§ **AIM OF THE TASK**:
What is needed is an exact copy of the entries below, with every picture left out.
┄┄┄┄┄┄
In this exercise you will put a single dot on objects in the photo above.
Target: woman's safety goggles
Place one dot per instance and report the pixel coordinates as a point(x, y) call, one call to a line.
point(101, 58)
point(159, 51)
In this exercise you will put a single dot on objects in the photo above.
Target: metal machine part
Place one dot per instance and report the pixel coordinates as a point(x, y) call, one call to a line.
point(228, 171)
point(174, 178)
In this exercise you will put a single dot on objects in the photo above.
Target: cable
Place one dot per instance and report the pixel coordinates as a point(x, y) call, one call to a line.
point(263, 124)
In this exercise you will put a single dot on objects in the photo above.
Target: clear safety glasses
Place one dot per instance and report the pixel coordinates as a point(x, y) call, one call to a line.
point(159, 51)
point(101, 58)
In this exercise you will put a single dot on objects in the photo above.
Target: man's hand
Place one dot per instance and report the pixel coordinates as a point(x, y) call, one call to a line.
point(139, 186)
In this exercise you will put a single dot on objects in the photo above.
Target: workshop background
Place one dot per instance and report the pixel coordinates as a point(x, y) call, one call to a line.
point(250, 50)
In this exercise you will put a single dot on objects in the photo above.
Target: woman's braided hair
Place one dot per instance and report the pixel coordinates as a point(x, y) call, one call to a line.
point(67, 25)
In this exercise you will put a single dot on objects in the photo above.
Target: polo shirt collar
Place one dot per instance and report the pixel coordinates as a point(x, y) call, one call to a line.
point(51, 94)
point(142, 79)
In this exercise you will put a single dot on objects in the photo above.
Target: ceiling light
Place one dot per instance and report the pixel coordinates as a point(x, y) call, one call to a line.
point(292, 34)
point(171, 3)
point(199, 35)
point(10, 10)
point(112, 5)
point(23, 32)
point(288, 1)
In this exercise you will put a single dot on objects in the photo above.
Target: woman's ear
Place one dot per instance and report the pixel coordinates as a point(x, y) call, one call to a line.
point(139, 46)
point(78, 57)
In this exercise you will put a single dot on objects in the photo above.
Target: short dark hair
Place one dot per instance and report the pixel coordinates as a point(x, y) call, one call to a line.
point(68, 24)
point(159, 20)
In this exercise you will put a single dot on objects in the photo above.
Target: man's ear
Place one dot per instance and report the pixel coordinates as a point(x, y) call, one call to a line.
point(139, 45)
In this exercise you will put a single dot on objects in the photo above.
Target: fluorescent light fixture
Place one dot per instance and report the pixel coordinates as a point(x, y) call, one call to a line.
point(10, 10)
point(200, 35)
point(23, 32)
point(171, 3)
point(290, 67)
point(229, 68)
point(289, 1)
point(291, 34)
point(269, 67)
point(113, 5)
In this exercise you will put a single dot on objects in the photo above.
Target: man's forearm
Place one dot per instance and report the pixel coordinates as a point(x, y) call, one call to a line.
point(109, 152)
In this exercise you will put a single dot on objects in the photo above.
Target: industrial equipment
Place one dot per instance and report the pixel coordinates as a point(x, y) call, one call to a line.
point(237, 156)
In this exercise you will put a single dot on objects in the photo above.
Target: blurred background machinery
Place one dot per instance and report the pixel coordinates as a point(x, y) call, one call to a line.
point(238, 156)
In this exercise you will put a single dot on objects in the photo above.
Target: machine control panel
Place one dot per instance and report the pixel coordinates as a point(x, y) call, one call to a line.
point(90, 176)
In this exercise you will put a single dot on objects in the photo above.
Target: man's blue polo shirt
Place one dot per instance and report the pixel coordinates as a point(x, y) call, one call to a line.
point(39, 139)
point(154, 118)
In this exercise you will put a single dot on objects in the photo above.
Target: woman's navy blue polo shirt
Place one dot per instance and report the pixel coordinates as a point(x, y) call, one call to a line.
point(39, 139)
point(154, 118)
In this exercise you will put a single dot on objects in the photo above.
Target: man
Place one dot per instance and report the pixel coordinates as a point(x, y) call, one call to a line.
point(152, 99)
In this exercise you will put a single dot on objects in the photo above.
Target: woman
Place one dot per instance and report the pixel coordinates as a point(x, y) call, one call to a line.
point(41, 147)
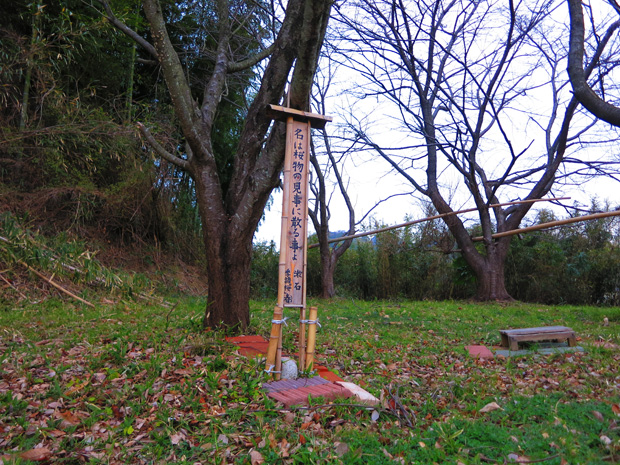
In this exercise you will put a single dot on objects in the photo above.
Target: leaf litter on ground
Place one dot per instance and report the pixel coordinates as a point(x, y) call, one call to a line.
point(115, 384)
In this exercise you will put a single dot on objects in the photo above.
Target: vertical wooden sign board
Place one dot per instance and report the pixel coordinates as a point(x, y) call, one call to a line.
point(294, 232)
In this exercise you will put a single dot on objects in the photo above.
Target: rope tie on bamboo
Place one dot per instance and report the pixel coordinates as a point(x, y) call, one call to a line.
point(271, 369)
point(279, 322)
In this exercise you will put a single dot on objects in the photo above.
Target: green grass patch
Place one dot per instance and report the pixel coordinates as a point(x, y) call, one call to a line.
point(135, 383)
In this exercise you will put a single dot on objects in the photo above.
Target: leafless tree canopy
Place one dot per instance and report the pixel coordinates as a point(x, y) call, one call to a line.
point(479, 105)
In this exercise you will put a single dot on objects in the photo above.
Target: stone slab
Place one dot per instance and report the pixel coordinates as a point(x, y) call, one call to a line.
point(478, 351)
point(543, 351)
point(361, 394)
point(300, 396)
point(288, 384)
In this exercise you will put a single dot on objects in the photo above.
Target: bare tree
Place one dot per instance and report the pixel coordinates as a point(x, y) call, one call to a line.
point(459, 76)
point(231, 209)
point(596, 104)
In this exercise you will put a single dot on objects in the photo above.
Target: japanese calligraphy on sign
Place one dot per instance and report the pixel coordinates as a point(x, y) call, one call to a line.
point(295, 214)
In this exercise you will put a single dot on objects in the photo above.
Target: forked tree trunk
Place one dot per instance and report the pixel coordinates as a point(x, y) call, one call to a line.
point(228, 270)
point(489, 271)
┄┄┄┄┄┄
§ **SOLUTION TO THE PROBLEM**:
In this exercise you will put a single dot on objects in the photo above.
Target: woman's safety goggles
Place one dot per instance and report the pixel coordinates as a point(x, y) call, one call to a line.
point(101, 58)
point(159, 51)
In this exercise you will put a single dot on objects in the photo above.
Target: metal machine part
Place one dot per instance and report the pixel coordinates as a point(x, y) call, one call to a line.
point(228, 171)
point(174, 178)
In this exercise you will put a single dot on objects in the photo above.
Target: cable
Place one dot per instance and report the pixel coordinates as a point(x, y) call, one call to a line.
point(263, 124)
In this exercise you will put a single dot on objects in the photo above.
Target: clear safety glasses
Place one dot per instance and report the pixel coordinates as a point(x, y) call, one call to a line.
point(159, 51)
point(101, 58)
In this exercise you will put a single dot on objects in the photo above.
Target: man's hand
Place one dot per instance and report the pixel coordinates as a point(x, y) call, one call to a line.
point(139, 186)
In this exercise you will put a single dot on objects in the photo above.
Target: workshop background
Place one dot per instance and report the pixel coordinates as a point(x, y) call, one call to a line.
point(250, 50)
In this exercise you will put a single dot on objects in the photo above.
Target: woman's braided hair
Place one dot per instance and report the pixel coordinates as a point(x, y) call, one call to a line.
point(67, 25)
In this exercise you will put a single dot on objects in the photo above.
Target: polo shirt collar
Place one dot per instance and report the pixel coordinates as a point(x, y) call, one call to a line.
point(51, 94)
point(142, 79)
In this exercise you will put a single dot on objects in the photo above.
Target: ceiling light
Place one dot per instance and report the pixel coordinates as a point(x, y) call, one call to a line.
point(292, 34)
point(171, 3)
point(199, 35)
point(10, 10)
point(112, 5)
point(23, 32)
point(288, 1)
In this exercise you will put a single dot on objects in the photo above.
Target: woman's ear
Place one dot per instance and report the pixel coordinates as a point(x, y) call, one call to a line.
point(139, 46)
point(78, 57)
In this exercise you will put a single dot on objects in the photo above.
Target: short dark hair
Place one dot per instance and report the pixel coordinates as a point(x, y) call, one call to a line.
point(68, 24)
point(159, 20)
In this exercise you will put a single dot on objects in the photo above.
Target: man's ear
Place one dot per instance and report the pixel coordinates as a point(x, y) call, one call to a line.
point(139, 45)
In this exercise you will put a single dot on objects in the photo above.
Target: fluorescent light fixture
Place one dot per instance and report the pixel coordinates as a point(x, y) call, one call to a line.
point(10, 10)
point(200, 35)
point(23, 32)
point(171, 3)
point(290, 67)
point(229, 68)
point(289, 1)
point(291, 34)
point(269, 67)
point(113, 5)
In this exercise you will put a single dot on objects in the photo above.
Target: man's forearm
Place one dot per instance and report the pixel coordinates as a point(x, y) call, one call to a line.
point(109, 152)
In this exercise you will put a single dot on objects in the photo above.
Target: industrial equipment
Place one dot per instance and report the pixel coordinates as a point(x, y) call, one call to a line.
point(237, 156)
In this exercise you will put a single dot on objects in the photo above.
Target: blurred background machinery
Place one dot per instance and report the pixel coordinates as a point(x, y) call, one call to a line.
point(238, 156)
In this exercise you will put a single dot on objects in the photo above.
Target: machine control panel
Place one dot per instance and report the pixel coordinates as a point(x, y) call, one call to a line.
point(90, 176)
In this exercise you will put a single dot on objects in the photo above.
Target: man's blue polo shirt
Place one dot per instance and report the pixel coordinates as a point(x, y) call, one call to a line.
point(39, 139)
point(154, 118)
In this exercise you will put a single dot on objects in the photo above.
Target: woman's navy blue polo shirt
Place one dot per instance and report the pixel coordinates as a point(x, y) call, one call to a line.
point(39, 139)
point(154, 118)
In this exercise you will put a single dot on objects in the photo above.
Target: man
Place one dot per instance and report the pixel coordinates as a point(x, y) call, one call to a line.
point(152, 99)
In this exercise you will put a single dot on objects in the photo above.
Target: woman
Place one dot per instance and report the pixel coordinates as a point(x, y) call, one call to a line.
point(41, 147)
In this exercise you will put a single dot on objects in the photo above.
Target: leaf litter on ground
Place one dot per instance and report the pixel coordinates as a point(x, y) call, one call to a line.
point(115, 384)
In this exercise you will put a single dot on objects in the photo above.
Target: vertical wooden sign board
Place one dot per instance and report the pixel coordinates as a point(x, y) call, one call to a line.
point(294, 232)
In this exercise you will put a single dot on objects in the photo above.
Target: rope tie on bamboo
Place one dot per instance and report the pixel coordinates as a point(x, y) call, one call to a line.
point(271, 369)
point(279, 322)
In this exercise you will put a single dot on objects in the photo above.
Target: green grass patch
Place one dot per instance and report the pixel coordinates as a point(x, y) call, one call to a line.
point(135, 383)
In this exercise you will put a single dot on objects in the photo above.
Target: leafless tree canopy
Place one dot per instance and report the pixel coordinates as a point(x, y) call, one call to a line.
point(479, 105)
In this exercise you will put a single dot on objects in the photo above.
Target: stone slab
Place one dot per instance and report the pixel coordinates as a point(x, y) call, one call to a line.
point(478, 351)
point(543, 351)
point(361, 394)
point(300, 396)
point(288, 384)
In this exercise you will put a single dot on objects in the photo above.
Target: bare tree
Place one dot per instance and report the pixel coordinates as a point(x, y) call, one call to a line.
point(459, 76)
point(231, 209)
point(596, 104)
In this exercise you will put a single dot on objects in the photo above.
Target: japanese calligraphy on sign
Place one dot per instance and report the pixel coordinates as a point(x, y) call, one call to a line.
point(295, 214)
In this exercise you will put a single dot on objects in the photo above.
Target: forked tree trunk
Place one dot per instance and report the pixel coordinates as a point(x, y) call, one call to a line.
point(228, 270)
point(489, 271)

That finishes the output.